* _THE TASK_
The word to find is "below". Copy each line of the material that contains it.

* _PROVIDED INFORMATION_
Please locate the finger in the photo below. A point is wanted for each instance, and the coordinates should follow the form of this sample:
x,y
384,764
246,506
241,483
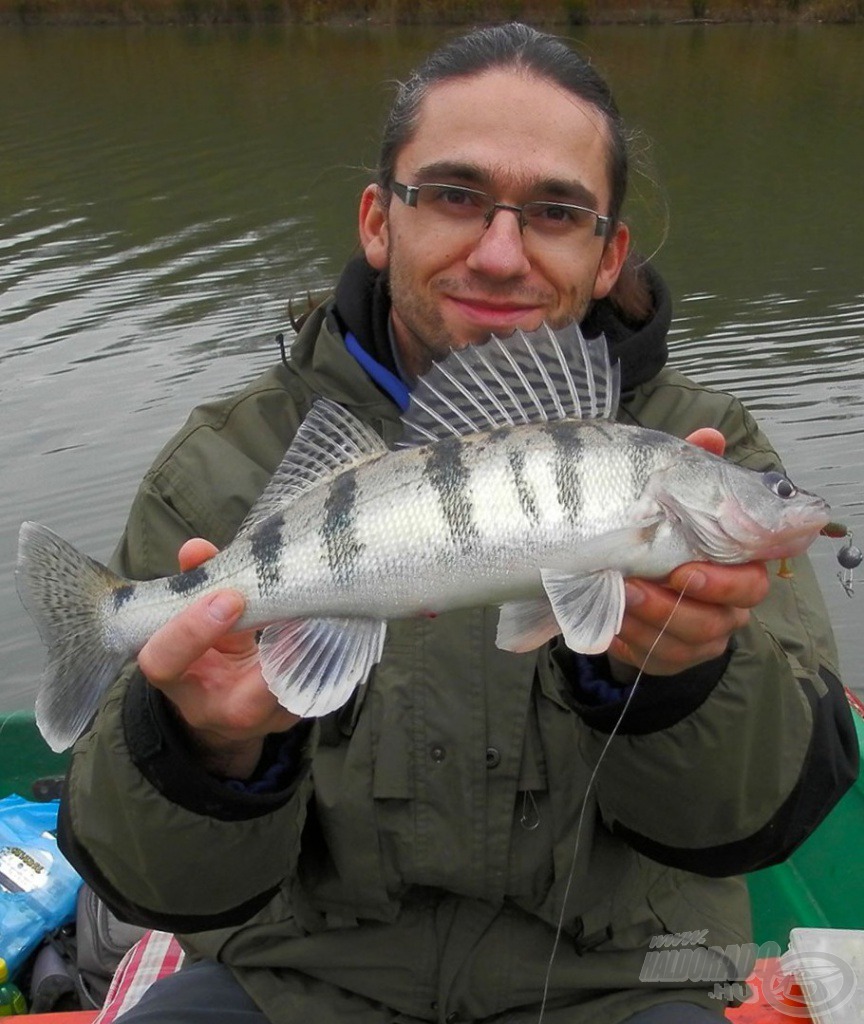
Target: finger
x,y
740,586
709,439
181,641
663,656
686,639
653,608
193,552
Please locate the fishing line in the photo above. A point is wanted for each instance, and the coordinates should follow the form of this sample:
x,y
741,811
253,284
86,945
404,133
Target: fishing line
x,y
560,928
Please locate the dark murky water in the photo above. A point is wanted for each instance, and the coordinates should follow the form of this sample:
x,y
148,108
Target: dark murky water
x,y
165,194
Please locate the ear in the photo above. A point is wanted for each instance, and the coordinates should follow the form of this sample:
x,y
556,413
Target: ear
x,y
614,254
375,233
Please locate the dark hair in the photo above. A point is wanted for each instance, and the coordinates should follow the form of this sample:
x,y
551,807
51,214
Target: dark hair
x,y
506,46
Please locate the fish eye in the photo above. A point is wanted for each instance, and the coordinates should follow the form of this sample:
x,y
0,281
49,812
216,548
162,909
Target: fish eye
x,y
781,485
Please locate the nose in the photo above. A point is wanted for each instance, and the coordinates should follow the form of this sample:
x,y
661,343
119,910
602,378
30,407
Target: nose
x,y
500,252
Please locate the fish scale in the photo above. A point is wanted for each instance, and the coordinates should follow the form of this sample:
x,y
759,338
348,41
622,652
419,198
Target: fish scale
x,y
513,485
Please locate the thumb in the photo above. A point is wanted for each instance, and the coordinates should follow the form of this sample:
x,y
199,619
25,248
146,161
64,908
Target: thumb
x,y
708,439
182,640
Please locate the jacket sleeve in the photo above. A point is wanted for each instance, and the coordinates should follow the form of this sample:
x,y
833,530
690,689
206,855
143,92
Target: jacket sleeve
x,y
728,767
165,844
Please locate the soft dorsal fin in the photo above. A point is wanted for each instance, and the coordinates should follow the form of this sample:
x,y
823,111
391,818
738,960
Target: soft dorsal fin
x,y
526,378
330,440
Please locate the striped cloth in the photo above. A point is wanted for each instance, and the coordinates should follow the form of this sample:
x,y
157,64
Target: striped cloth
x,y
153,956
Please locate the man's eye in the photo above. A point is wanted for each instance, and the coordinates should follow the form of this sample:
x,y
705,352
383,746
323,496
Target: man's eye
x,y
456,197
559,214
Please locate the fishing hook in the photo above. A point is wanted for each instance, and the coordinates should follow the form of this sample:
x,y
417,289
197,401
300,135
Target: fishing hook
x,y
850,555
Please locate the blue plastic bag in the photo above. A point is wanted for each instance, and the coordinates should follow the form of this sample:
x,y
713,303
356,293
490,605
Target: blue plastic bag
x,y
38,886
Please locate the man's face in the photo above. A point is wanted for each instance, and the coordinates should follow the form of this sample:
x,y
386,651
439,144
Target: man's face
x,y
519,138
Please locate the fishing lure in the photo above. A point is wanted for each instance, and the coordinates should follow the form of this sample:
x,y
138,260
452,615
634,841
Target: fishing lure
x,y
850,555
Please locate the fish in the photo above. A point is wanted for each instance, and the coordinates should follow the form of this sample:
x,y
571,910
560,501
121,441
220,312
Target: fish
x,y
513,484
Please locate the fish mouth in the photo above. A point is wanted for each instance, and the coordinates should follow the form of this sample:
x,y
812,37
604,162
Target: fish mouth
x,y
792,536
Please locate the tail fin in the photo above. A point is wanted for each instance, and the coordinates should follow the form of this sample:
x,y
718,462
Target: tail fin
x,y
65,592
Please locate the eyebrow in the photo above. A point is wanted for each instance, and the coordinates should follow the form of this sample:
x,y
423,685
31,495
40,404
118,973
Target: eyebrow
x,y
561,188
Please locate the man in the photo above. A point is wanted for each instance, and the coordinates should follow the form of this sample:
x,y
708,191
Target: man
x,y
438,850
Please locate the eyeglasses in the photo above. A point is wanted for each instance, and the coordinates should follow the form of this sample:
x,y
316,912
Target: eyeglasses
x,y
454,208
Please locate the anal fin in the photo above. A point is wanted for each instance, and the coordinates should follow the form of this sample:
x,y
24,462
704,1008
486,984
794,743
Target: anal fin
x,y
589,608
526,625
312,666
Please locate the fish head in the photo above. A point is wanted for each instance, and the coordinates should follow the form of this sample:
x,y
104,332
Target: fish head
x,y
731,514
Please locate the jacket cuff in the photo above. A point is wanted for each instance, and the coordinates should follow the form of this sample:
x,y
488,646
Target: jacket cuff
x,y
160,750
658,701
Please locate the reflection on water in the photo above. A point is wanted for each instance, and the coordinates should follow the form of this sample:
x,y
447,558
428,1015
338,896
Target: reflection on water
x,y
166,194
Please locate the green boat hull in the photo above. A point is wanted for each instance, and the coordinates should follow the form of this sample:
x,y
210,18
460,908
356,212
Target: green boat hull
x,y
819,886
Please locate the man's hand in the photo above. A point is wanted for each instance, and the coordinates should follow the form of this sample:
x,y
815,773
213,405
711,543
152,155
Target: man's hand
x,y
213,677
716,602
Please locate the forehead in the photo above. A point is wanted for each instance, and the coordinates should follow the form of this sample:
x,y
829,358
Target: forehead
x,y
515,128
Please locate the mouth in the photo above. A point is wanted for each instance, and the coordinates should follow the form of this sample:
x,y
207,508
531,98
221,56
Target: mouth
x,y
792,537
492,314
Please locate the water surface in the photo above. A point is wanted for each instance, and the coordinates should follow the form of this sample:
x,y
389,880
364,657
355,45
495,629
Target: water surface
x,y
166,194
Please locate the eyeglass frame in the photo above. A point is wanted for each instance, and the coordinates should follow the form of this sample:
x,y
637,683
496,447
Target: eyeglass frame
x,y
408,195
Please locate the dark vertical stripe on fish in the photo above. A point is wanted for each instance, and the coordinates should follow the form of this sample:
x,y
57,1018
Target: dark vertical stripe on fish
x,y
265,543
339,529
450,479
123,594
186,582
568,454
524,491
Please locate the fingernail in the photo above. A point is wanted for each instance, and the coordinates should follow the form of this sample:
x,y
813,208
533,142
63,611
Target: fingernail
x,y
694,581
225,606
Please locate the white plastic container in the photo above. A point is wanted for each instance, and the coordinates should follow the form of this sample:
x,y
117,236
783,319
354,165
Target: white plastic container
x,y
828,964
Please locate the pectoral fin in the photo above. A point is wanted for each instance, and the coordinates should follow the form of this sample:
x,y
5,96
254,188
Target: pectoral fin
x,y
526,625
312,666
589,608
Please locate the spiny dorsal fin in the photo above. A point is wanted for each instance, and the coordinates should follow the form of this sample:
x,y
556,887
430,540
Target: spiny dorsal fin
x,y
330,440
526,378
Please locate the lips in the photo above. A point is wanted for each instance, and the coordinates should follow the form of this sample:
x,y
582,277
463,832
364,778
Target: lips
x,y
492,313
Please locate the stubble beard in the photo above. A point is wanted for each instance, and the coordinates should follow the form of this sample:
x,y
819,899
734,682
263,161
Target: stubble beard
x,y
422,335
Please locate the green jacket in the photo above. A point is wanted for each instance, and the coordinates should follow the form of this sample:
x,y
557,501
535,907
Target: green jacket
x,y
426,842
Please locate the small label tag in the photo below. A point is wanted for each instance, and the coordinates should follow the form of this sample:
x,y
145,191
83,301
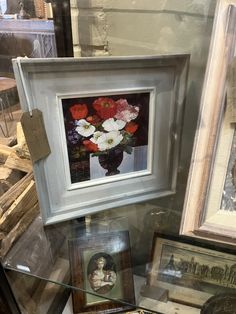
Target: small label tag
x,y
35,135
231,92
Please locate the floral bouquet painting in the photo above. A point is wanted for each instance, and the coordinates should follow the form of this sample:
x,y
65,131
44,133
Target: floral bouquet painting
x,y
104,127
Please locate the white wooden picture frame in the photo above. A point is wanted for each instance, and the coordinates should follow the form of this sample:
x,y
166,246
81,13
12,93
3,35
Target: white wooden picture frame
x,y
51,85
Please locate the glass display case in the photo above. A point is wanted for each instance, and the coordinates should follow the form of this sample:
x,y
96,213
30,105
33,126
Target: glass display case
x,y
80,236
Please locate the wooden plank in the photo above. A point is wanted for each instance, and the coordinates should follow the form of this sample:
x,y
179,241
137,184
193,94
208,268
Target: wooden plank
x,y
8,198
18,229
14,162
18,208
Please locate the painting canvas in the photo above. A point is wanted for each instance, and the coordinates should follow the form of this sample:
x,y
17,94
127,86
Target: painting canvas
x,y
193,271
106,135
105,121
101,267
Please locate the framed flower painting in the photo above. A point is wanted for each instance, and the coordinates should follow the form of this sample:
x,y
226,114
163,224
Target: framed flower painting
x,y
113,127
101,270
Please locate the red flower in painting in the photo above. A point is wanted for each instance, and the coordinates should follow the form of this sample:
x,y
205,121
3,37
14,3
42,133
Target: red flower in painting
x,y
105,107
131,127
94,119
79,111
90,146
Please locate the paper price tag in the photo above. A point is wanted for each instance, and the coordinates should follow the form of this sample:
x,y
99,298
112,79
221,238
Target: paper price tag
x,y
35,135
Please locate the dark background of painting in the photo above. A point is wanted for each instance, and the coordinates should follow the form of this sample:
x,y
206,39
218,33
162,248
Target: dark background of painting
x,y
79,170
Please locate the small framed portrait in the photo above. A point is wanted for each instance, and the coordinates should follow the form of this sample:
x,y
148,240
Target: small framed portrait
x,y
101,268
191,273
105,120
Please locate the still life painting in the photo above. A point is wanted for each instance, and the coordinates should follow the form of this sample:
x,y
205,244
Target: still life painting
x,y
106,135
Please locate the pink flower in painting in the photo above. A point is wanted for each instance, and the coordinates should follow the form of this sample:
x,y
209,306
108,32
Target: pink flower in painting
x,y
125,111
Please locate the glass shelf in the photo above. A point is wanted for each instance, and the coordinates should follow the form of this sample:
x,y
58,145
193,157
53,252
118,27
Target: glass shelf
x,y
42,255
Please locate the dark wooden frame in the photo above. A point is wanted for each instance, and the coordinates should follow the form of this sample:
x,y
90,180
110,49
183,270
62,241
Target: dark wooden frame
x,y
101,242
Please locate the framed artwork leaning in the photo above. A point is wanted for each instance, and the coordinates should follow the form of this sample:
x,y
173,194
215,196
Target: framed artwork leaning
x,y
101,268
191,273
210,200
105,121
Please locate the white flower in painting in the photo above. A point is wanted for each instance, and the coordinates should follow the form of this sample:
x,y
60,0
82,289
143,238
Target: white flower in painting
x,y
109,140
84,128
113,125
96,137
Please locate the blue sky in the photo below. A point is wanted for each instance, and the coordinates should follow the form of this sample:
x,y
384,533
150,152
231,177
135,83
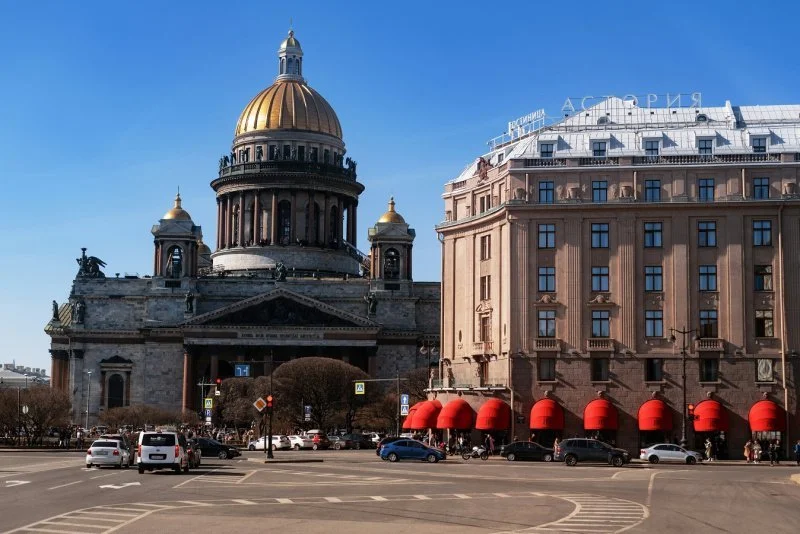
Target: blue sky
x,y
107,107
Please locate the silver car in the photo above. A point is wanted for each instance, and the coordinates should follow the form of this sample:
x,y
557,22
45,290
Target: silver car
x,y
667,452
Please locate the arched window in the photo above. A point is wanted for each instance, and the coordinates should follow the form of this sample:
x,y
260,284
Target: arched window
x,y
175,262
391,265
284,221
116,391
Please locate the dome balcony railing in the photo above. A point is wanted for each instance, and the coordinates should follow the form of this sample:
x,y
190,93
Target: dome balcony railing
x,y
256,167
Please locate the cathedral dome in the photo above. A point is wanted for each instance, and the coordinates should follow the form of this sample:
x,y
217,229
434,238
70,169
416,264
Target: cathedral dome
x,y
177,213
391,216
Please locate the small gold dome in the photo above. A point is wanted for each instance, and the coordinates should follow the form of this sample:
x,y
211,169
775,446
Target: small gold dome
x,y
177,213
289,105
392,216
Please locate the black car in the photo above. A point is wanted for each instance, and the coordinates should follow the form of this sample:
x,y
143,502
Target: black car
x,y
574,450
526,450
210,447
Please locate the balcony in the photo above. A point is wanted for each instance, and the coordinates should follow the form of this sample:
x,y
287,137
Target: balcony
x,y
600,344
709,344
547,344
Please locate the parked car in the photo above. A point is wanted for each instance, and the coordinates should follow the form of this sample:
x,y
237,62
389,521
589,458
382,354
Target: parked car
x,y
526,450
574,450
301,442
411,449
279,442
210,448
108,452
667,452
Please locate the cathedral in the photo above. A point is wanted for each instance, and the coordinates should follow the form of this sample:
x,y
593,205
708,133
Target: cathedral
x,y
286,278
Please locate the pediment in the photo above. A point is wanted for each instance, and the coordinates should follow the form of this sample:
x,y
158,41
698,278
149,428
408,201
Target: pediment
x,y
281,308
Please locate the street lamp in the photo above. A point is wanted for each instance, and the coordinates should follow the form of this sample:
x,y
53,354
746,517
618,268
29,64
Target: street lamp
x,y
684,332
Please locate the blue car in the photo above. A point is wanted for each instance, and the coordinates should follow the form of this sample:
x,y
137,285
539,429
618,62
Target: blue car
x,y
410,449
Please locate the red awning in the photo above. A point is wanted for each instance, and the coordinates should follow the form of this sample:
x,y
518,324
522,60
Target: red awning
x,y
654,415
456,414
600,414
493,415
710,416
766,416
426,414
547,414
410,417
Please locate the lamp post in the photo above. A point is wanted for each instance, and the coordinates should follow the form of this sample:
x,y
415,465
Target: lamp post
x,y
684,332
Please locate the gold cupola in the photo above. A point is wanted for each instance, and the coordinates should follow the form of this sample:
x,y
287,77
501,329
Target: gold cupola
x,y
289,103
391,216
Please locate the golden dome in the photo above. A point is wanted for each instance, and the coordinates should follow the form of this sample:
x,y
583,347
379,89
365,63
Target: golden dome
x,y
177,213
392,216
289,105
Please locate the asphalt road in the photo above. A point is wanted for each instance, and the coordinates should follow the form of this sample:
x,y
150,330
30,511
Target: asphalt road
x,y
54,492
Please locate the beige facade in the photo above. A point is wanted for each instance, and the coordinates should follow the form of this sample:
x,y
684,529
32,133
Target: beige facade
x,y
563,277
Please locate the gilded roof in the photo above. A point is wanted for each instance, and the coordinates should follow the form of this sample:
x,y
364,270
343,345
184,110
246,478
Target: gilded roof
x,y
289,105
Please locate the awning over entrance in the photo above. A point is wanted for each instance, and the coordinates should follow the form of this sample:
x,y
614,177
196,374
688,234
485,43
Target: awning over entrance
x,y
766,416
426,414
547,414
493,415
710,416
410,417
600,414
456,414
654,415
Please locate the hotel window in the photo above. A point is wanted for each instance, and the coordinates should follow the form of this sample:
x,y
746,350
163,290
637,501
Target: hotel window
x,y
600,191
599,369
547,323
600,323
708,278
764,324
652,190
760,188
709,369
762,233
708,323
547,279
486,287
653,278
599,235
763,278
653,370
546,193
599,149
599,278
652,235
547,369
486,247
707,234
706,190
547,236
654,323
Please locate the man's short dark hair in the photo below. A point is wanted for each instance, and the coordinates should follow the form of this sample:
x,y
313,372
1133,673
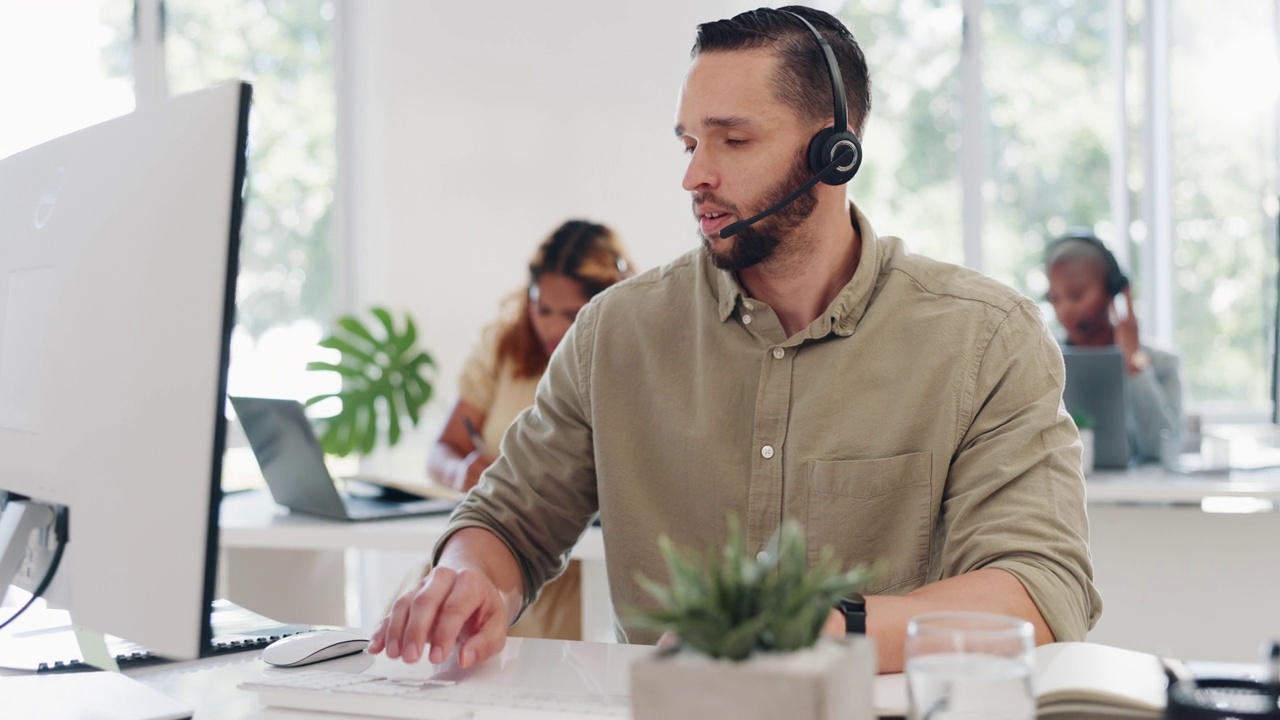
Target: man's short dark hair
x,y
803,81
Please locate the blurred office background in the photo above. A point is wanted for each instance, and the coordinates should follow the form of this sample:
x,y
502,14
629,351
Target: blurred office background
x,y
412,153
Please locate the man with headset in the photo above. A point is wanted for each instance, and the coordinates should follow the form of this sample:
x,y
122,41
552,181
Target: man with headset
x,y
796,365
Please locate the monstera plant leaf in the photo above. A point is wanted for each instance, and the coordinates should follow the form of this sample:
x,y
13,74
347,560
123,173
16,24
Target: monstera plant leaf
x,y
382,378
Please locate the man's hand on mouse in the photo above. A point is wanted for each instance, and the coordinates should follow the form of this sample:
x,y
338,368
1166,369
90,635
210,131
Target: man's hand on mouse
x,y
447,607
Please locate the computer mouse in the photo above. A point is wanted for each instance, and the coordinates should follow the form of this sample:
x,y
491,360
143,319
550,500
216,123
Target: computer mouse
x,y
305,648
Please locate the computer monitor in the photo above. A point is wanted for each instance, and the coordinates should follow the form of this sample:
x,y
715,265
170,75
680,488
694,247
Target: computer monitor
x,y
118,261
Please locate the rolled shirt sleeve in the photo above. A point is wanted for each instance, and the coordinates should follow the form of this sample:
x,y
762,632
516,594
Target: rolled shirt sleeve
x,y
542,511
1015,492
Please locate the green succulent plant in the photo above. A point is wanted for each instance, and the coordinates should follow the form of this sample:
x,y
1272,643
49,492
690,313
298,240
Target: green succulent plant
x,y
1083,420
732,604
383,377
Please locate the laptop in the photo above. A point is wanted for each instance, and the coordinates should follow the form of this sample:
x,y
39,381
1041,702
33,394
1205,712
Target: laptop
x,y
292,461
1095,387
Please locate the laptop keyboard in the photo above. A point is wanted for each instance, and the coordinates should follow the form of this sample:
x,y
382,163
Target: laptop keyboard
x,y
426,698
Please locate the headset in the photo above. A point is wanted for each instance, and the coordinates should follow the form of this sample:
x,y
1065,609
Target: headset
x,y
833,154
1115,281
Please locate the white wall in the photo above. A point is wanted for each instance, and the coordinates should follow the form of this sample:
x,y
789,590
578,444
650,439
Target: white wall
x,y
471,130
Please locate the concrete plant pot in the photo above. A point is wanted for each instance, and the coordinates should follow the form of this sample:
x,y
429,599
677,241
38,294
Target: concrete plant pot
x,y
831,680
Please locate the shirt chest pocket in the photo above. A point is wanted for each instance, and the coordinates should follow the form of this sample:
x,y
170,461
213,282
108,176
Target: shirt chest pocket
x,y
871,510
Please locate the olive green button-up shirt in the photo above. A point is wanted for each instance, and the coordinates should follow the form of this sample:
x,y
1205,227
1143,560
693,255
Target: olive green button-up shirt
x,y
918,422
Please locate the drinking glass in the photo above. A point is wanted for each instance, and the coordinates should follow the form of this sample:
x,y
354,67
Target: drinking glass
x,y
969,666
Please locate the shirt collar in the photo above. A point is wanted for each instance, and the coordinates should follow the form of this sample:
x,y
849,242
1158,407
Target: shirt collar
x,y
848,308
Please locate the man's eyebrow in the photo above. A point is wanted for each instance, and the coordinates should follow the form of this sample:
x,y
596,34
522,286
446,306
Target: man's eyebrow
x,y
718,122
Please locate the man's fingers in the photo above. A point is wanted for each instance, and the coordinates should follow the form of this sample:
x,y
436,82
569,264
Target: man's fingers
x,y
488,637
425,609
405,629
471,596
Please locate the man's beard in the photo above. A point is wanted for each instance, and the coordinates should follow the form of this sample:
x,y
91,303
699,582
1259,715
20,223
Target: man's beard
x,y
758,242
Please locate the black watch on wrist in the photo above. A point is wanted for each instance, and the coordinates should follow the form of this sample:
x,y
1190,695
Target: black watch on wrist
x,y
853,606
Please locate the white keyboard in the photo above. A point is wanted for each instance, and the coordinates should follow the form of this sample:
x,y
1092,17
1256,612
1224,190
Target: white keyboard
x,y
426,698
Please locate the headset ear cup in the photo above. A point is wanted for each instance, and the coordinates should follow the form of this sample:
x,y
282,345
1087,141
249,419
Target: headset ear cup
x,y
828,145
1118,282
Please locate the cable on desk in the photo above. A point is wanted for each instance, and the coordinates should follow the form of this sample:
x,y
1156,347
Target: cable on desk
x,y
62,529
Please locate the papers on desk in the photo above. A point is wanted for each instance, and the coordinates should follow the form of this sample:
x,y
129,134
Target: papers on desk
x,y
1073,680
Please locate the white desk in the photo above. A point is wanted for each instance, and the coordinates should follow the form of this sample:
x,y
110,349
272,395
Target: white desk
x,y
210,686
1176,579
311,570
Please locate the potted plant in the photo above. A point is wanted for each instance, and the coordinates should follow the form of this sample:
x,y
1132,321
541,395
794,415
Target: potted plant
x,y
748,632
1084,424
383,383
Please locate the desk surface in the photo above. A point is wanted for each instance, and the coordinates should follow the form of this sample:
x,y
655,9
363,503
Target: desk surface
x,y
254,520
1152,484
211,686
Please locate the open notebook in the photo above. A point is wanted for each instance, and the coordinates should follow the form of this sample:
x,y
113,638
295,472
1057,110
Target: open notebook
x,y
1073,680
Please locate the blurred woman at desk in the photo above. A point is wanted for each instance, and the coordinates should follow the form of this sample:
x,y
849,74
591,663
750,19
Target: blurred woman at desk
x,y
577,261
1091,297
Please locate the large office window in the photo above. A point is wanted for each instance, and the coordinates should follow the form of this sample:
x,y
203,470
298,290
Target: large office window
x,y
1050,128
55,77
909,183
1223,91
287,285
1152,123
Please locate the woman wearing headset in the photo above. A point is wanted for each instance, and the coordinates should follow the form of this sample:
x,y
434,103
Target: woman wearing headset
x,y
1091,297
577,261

* _SOLVED PROBLEM_
Please locate the finger in the photo below. A point is wanted for each instance, and the coordinates should follow the form of this sample:
Please locate the small label tag in the photo below. A point is wanted for each instance, and the coordinates should follow the form of this sample:
Please locate the blue sky in the photo below. A point is wanted for each instance, and the coordinates should follow the form of this sample:
Please locate the man's short dark hair in the photo below. A point is wanted for each instance, and the coordinates should follow the form of this sample:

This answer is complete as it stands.